Text provided:
Can the liberation of one award-winning self-harming poet-dietitian be connected to all liberation? A powerful look at one woman’s story of living through a traumatised body in the brutal delusion of neoliberalism. Sexy and risky, visceral and lyrical, there is no tale of woe, no stoicism and a blunt refusal of single-story stereotype. Where else will you find a health professional who talks about shame, sex, self-harm and won’t shut up about racism and fat-shaming being unrecognised health hazards?

Review

There aren’t enough words to explain or describe the evening that is Enough. It isn’t so much a play as an event. Lucy Aphramor’s opus is a violent attack on the social norms which drive self-harm in its many and varied forms. Her performance is imperfect, at times stilted, at times unevenly lit, and the soundscape is confusing, with the constant interruption of a crackling open mic, and yet, it all works because at its center is a raw, earnest, relentless spoken word narrative that does not let off the gas pedal.

Input data:
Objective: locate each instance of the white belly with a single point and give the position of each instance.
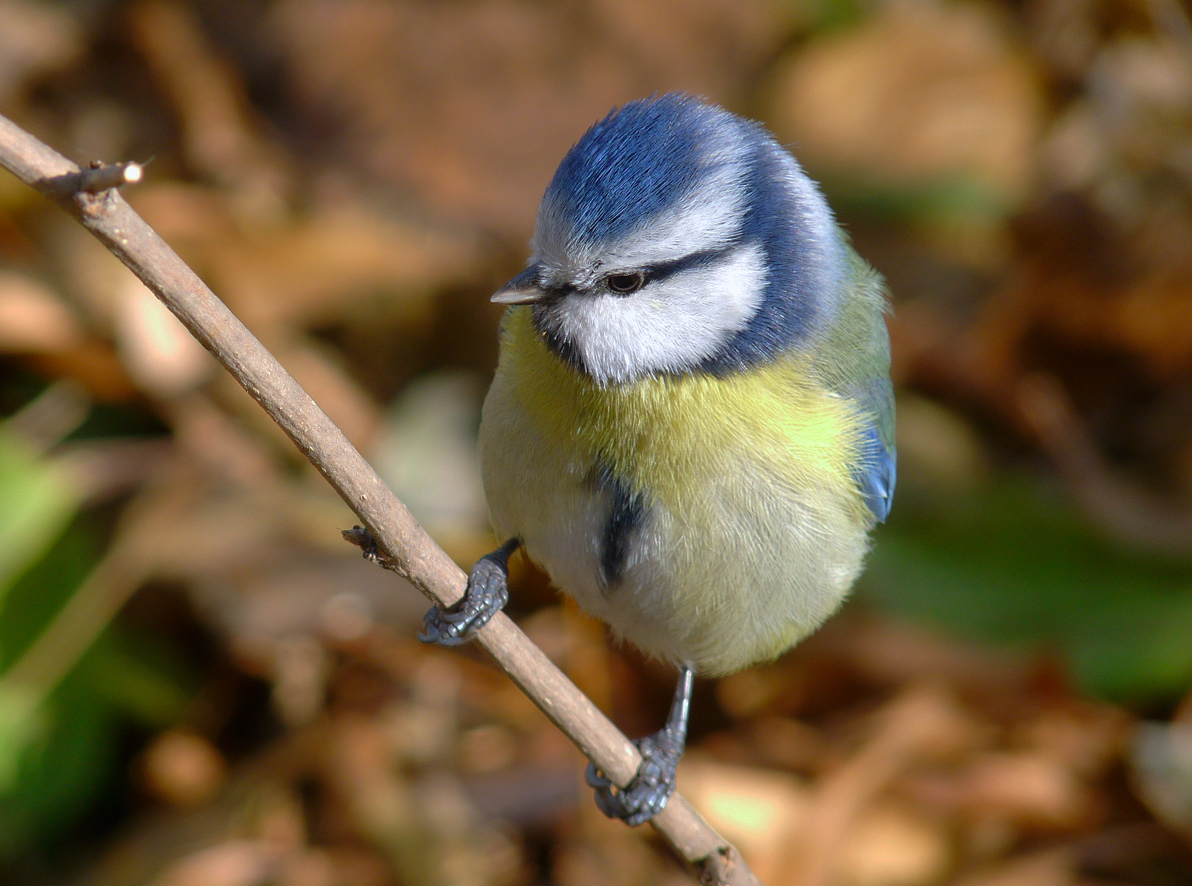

Required tasks:
A: In the passage about Enough, whose opus is the evening described as?
B: Reproduce the passage about Enough word for word, from "There aren’t enough" to "the gas pedal.".
The data can be set aside.

Answers to the exercises:
A: Lucy Aphramor's.

B:
There aren’t enough words to explain or describe the evening that is Enough. It isn’t so much a play as an event. Lucy Aphramor’s opus is a violent attack on the social norms which drive self-harm in its many and varied forms. Her performance is imperfect, at times stilted, at times unevenly lit, and the soundscape is confusing, with the constant interruption of a crackling open mic, and yet, it all works because at its center is a raw, earnest, relentless spoken word narrative that does not let off the gas pedal.